- **Extracted material**

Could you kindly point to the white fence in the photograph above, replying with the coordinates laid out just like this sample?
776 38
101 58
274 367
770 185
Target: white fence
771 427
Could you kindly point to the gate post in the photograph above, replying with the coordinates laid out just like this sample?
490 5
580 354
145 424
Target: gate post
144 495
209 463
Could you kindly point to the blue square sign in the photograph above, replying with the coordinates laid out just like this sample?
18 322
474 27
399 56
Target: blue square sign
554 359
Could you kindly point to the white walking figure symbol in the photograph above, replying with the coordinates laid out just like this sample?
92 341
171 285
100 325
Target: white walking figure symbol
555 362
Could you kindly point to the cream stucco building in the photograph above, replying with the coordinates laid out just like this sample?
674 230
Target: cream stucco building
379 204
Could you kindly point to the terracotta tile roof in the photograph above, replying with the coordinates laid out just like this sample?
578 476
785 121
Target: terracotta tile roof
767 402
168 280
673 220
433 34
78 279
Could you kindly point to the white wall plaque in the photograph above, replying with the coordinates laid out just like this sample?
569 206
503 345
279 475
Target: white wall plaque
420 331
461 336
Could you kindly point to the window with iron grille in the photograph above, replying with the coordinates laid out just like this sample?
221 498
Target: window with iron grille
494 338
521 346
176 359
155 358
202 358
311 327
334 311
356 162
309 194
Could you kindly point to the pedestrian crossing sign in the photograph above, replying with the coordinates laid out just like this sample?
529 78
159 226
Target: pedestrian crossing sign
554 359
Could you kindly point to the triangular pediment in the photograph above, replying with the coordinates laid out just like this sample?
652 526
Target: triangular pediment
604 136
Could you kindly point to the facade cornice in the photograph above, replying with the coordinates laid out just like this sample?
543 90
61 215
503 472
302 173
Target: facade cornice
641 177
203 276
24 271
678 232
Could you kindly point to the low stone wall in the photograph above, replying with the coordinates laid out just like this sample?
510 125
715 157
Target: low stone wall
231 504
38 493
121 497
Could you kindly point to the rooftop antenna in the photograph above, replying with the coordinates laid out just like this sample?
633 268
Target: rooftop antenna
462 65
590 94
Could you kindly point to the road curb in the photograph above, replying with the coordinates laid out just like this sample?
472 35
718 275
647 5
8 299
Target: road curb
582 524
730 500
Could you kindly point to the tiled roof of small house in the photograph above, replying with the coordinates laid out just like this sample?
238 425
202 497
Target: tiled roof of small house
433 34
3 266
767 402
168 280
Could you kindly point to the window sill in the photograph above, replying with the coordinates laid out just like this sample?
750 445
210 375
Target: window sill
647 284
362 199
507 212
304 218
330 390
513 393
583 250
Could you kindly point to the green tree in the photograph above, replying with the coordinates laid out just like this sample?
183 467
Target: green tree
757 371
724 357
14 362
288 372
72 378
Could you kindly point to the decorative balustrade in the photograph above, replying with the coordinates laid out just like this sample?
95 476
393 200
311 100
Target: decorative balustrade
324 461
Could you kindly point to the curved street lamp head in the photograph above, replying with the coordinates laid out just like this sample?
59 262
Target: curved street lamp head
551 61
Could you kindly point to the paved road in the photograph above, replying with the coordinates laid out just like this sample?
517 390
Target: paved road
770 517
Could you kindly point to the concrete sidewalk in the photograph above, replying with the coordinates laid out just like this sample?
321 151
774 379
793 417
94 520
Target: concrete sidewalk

- **Assignment**
In the data above, tally the lines holding "sidewalk" and answer with the figure only.

- **Exercise answer**
2